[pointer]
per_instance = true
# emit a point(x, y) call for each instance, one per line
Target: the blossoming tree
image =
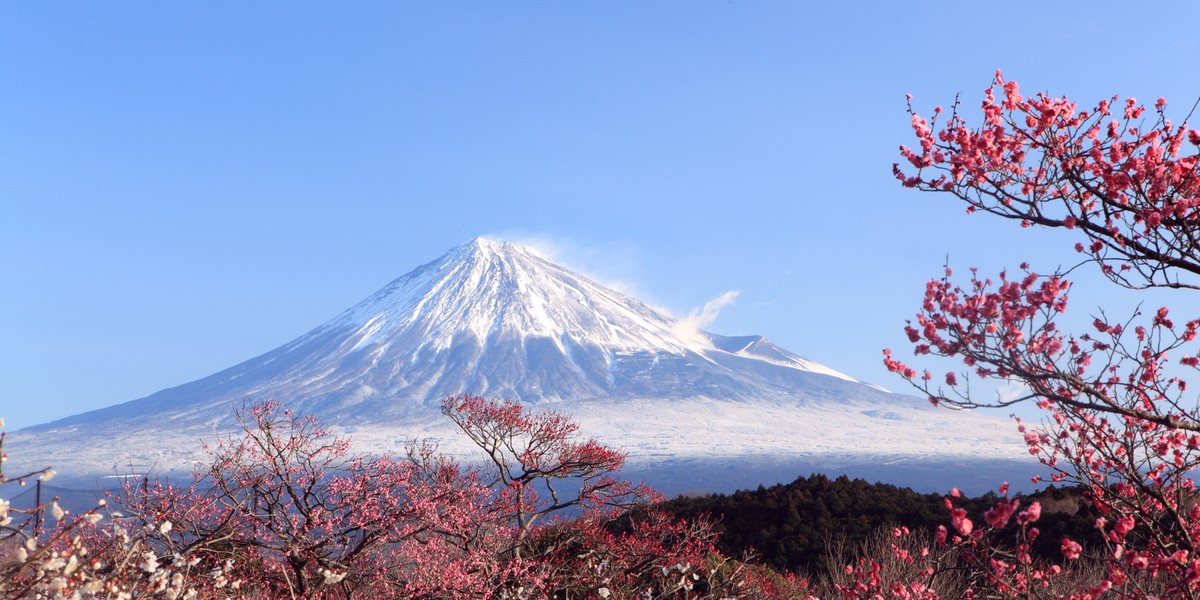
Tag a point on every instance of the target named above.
point(1120, 418)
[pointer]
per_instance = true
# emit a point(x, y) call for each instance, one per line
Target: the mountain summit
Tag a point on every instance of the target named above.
point(486, 318)
point(502, 321)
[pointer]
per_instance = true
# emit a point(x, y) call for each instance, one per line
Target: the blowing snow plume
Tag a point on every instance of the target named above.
point(689, 327)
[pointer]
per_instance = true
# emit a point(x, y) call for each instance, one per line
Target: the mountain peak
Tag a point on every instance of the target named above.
point(493, 318)
point(489, 249)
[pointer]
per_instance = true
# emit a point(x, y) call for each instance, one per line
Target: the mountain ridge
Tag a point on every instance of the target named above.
point(502, 321)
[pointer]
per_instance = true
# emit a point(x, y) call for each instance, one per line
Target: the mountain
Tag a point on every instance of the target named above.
point(499, 319)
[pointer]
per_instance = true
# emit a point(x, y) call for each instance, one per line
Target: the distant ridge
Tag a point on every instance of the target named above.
point(502, 321)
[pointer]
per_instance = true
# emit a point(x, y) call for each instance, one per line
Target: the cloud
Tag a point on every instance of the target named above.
point(689, 325)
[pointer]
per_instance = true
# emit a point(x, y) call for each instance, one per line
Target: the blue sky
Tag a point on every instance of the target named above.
point(184, 186)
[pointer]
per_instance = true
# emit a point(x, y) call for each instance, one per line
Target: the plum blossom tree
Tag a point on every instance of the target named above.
point(1119, 415)
point(285, 510)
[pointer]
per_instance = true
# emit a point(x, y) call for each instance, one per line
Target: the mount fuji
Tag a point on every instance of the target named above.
point(695, 411)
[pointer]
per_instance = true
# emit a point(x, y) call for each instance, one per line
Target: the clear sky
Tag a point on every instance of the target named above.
point(186, 185)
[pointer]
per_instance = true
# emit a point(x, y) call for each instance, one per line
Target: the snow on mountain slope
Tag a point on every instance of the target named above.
point(501, 321)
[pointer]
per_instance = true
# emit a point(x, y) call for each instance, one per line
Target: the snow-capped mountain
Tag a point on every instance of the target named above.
point(502, 321)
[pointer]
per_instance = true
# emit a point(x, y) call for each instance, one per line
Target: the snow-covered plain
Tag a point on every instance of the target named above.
point(497, 319)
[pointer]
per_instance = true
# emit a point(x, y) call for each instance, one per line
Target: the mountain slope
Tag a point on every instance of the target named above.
point(501, 321)
point(486, 318)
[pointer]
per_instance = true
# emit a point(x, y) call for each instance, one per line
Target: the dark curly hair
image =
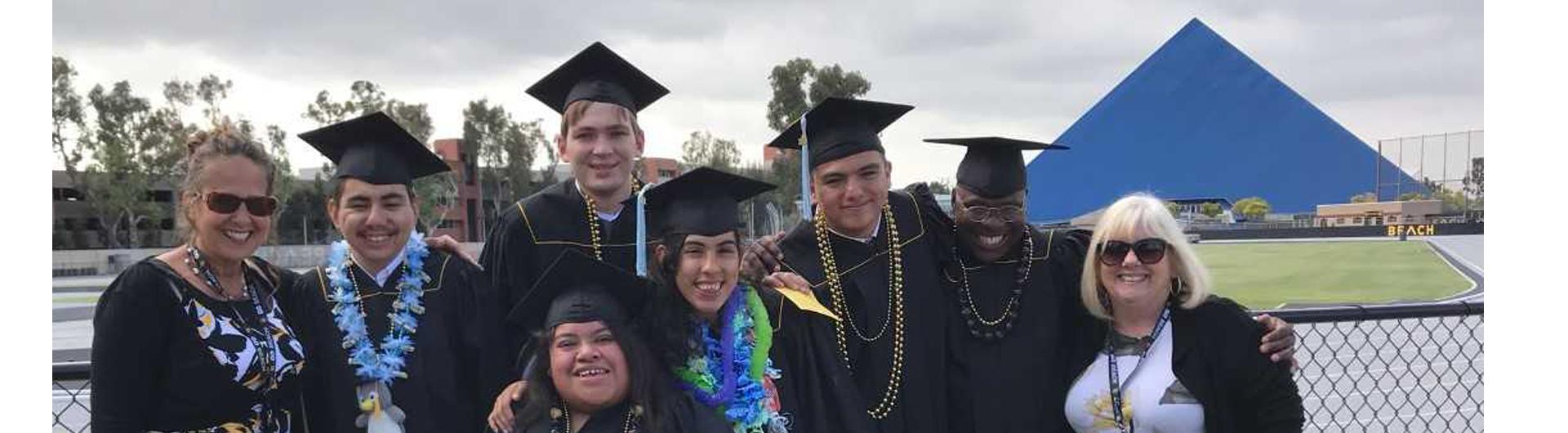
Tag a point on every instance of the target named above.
point(209, 146)
point(670, 317)
point(649, 385)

........

**Exercise details**
Excluding the images, copy all of the material above verbatim.

**Response below**
[pointer]
per_instance = true
# emit a point(x, y) call for each instance, one per line
Target: the blossoming tree
image =
Tag a point on every instance of the target named above.
point(1120, 418)
[pointer]
per_instance = true
# emit a point(x, y) call for each instance, one per line
Target: the mountain summit
Tag a point on every instance of the target named above.
point(486, 318)
point(502, 321)
[pointer]
per_instance = true
# emit a point(x, y) call for each instance, one per line
Target: the blowing snow plume
Tag a point on every instance of the target named above.
point(689, 327)
[pointer]
per_instance = true
# emit a point(x, y) call for each instance, one per line
Target: the mountain peak
Tag a point on every instance of the target named above.
point(493, 318)
point(489, 249)
[pointer]
per_instance = true
# emit a point(x, y) call for each instance, one per line
Target: the mountain ridge
Tag a point on every instance of the target named above.
point(502, 321)
[pointer]
per_instance = true
# emit a point(x, y) call for each instance, one per line
Target: the mountain
Tag a point on every instance of the target named above.
point(499, 319)
[pointer]
per_instance = true
# emit a point(x, y) call for each instance, one per line
Target: the distant ridge
Tag a point on every instance of the target named above.
point(502, 321)
[pointer]
per_instance = true
# emit a point(x, y) call for each instance, one per line
Target: the cloud
Tag a point on every instance of the target named above.
point(689, 325)
[pointer]
per_instance = true
# emit a point(x, y) call for each instance, one per line
Target: the blue sky
Tag a point on every instance of the target named above.
point(184, 186)
[pointer]
per_instance = true
# emit a point(x, y) call for each instance, one per line
Target: the plum blossom tree
Tag a point on every instance of the target named above.
point(1119, 415)
point(285, 510)
[pointer]
per_instance = true
# emit a point(x, y) call for each instance, one per line
Target: the mount fuji
Tag a point on every instance of the target named above.
point(695, 411)
[pointer]
per_instance = true
# emit a point(x, y) call for each instance, one per line
Target: the clear sky
Tag a point on every instance of the target named above.
point(186, 185)
[pointer]
per_instance = true
# emit a point(x, y) call for each instance, one per line
Target: the snow on mountain slope
Tag a point on every instance of the target named above.
point(501, 321)
[pointer]
per_instance = true
# emit a point(x, y) call for each instance, one per line
Target: the snow-capped mountain
Tag a point on every instance of the target named above.
point(502, 321)
[pointer]
per_instance = true
# emit a point(x, y) call for each instance, one per line
Target: the snow-covered plain
Tag a point on every instance of the target named above.
point(497, 319)
[pointer]
per_instance = true
# emit a point(x, y) call for each instance, one per line
Target: the mountain slope
Tag a point on every instance of the target named above.
point(501, 321)
point(486, 318)
[pointer]
per_instance = true
# emit a point(x, y) call for each instance, one per line
Target: the dark curly hair
image =
Tag a point on every instance of the target named above.
point(209, 146)
point(670, 317)
point(649, 385)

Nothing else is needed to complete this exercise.